■ RECORD EXTRACTS ■

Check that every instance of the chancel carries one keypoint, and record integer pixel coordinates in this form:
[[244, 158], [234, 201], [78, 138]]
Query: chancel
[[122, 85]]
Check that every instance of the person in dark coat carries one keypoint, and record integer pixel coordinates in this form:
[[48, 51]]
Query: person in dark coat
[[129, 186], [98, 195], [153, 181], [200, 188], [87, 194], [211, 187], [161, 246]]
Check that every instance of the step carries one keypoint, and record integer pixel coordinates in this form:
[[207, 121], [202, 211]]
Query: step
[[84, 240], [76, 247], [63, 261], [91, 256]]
* * *
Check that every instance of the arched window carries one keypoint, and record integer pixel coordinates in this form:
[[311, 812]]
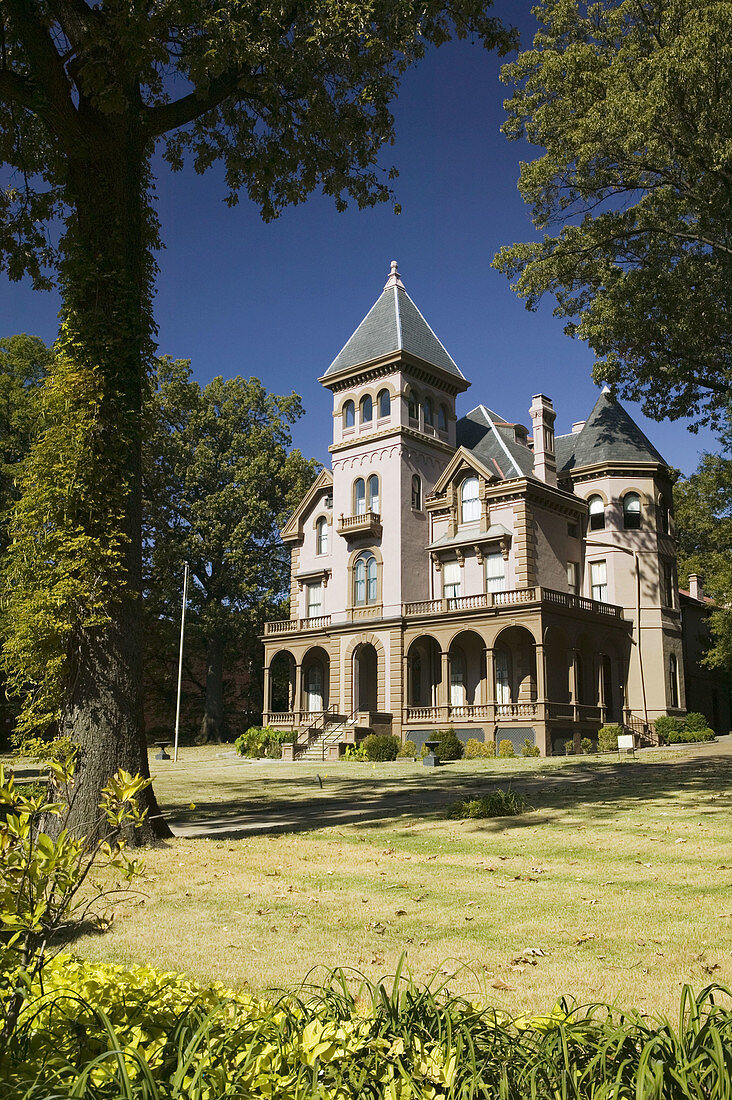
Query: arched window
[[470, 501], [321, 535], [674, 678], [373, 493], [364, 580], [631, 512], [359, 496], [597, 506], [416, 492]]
* * *
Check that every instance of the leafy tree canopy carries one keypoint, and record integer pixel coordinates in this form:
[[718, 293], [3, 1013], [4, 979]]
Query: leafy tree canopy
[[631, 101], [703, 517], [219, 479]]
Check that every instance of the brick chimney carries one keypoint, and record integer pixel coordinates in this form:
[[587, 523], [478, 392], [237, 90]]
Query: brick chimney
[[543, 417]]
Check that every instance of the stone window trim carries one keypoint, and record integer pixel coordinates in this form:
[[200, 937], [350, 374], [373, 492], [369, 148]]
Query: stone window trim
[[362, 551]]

■ WHAT YOU SHOULD DO ■
Considering only the data above, return the lines in which "that" occurs.

■ WRITTEN RESPONSE ■
Check that every instance of the chancel carries one keypoint, and record integer pixel coordinates in this form:
Check that every instance of the person in dark coat carries one keypoint, and record integer pixel coordinates in this form:
Check that every instance of the step carries one keypoint, and record integer pixel coordinates in this form:
Check that every instance of the arched window carries one keypoint, and record integer pixel coordinates in this form:
Check that every instance of the leafy tree canopy carries one keypoint, and record integer pixel coordinates in this form:
Check that every instance of the brick chimney carries one keypoint, and record integer pixel coordinates in this form:
Check that every instance of the stone window trim carries one keypoint, and record integer pixel coordinates in this form:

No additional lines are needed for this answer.